* _Petunjuk Pengerjaan_
[a] Menurut kutipan tentang Jakarta, pada ketinggian rata-rata berapa dataran rendah tempat Jakarta terletak?
[b] Terjemahkan kalimat "Jakarta dilewati oleh 13 sungai yang semuanya bermuara ke Teluk Jakarta." dari kutipan tentang Jakarta ke dalam bahasa Inggris.
[c] Tuliskan ulang dari kutipan tentang Jakarta seluruh bagian mulai dari "TUGAS ILMU BUDAYA" hingga "dan Djakarta (1942-1972).".

* _Kutipan Teks_
Kamis, 06 Januari 2011

TUGAS ILMU BUDAYA DASAR

Daerah Khusus Ibukota Jakarta

Daerah Khusus Ibukota Jakarta (DKI Jakarta, Jakarta Raya) adalah ibu kota negara Indonesia. Jakarta merupakan satu-satunya kota di Indonesia yang memiliki status setingkat provinsi. Jakarta terletak di bagian barat laut Pulau Jawa. Dahulu pernah dikenal dengan nama Sunda Kelapa (sebelum 1527), Jayakarta (1527-1619), Batavia, atau Jacatra (1619-1942), dan Djakarta (1942-1972).
Jakarta memiliki luas sekitar 661,52 km² (lautan : 6.977,5 km²), dengan penduduk berjumlah 7.552.444 jiwa (2007)[4]. Wilayah metropolitan Jakarta (Jabotabek) yang berpenduduk sekitar 23 juta jiwa, merupakan metropolitan terbesar di Indonesia atau urutan keenam dunia.

Geografi

Jakarta berlokasi di sebelah utara Pulau Jawa, di muara Ci Liwung, Teluk Jakarta. Jakarta terletak di dataran rendah pada ketinggian rata-rata 8 meter dpl. Hal ini mengakibatkan Jakarta sering dilanda banjir. Sebelah selatan Jakarta merupakan daerah pegunungan dengan curah hujan tinggi. Jakarta dilewati oleh 13 sungai yang semuanya bermuara ke Teluk Jakarta. Sungai yang terpenting ialah Ci Liwung, yang membelah kota menjadi dua. Sebelah timur dan selatan Jakarta berbatasan dengan provinsi Jawa Barat dan di sebelah barat berbatasan dengan provinsi Banten.
Kepulauan Seribu merupakan kabupaten administratif yang terletak di Teluk Jakarta. Sekitar 105 pulau terletak sejauh 45 km (28 mil) sebelah utara kota.

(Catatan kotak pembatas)
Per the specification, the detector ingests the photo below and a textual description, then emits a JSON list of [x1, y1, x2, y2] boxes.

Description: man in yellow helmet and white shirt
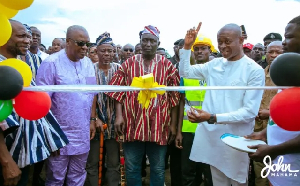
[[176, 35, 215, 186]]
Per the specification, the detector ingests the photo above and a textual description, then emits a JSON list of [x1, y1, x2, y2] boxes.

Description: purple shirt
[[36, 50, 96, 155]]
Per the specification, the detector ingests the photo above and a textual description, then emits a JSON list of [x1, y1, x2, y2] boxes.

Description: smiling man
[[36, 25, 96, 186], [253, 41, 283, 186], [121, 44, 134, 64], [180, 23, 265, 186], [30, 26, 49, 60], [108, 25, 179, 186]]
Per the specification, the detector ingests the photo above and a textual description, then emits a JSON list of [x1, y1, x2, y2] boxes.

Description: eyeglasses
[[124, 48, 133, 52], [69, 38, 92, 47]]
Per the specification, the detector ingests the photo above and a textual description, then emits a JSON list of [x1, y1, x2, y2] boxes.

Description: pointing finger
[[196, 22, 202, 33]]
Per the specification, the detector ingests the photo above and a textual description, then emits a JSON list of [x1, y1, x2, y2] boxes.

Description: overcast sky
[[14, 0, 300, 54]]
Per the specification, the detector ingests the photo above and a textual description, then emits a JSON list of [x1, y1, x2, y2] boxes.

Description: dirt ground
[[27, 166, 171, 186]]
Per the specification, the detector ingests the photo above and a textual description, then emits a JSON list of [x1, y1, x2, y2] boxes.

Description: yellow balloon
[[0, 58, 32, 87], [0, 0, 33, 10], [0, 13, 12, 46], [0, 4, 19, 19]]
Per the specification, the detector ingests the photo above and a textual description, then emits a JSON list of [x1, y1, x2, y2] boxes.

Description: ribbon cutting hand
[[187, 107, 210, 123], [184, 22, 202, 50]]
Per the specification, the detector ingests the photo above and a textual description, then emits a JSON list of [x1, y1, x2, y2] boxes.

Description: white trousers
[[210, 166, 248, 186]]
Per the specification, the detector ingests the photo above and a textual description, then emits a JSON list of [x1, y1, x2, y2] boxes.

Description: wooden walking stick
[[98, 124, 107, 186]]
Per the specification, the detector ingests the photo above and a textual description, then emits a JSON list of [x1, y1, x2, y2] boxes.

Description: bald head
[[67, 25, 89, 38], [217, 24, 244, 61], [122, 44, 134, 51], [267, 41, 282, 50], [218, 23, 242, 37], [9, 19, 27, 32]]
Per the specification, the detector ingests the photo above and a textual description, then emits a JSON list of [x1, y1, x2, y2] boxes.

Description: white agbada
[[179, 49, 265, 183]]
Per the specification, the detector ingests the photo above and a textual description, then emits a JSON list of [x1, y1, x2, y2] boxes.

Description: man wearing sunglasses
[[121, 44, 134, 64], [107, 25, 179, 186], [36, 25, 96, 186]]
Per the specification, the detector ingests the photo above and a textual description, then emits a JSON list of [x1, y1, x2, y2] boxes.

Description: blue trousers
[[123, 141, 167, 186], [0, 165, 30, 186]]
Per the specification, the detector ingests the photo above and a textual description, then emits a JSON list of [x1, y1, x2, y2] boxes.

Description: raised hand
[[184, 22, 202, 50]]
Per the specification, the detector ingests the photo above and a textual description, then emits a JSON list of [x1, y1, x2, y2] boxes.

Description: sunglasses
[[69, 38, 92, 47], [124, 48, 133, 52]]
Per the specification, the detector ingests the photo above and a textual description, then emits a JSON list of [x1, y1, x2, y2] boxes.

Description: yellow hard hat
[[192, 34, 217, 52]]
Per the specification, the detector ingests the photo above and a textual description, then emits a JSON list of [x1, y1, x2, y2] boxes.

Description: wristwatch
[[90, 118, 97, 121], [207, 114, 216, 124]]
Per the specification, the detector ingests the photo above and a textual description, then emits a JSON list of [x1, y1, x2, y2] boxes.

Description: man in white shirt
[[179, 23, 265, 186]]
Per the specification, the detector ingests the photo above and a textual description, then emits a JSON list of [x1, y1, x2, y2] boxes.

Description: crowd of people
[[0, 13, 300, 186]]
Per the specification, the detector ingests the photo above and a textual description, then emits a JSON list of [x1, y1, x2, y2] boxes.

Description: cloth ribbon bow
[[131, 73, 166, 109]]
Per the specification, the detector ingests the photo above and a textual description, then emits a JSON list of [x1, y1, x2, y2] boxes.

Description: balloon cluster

* _Jawaban Tugas_
[a] Jakarta terletak pada ketinggian rata-rata 8 meter dpl.

[b] Jakarta is crossed by 13 rivers, all of which flow into Jakarta Bay.

[c]
TUGAS ILMU BUDAYA DASAR

Daerah Khusus Ibukota Jakarta

Daerah Khusus Ibukota Jakarta (DKI Jakarta, Jakarta Raya) adalah ibu kota negara Indonesia. Jakarta merupakan satu-satunya kota di Indonesia yang memiliki status setingkat provinsi. Jakarta terletak di bagian barat laut Pulau Jawa. Dahulu pernah dikenal dengan nama Sunda Kelapa (sebelum 1527), Jayakarta (1527-1619), Batavia, atau Jacatra (1619-1942), dan Djakarta (1942-1972).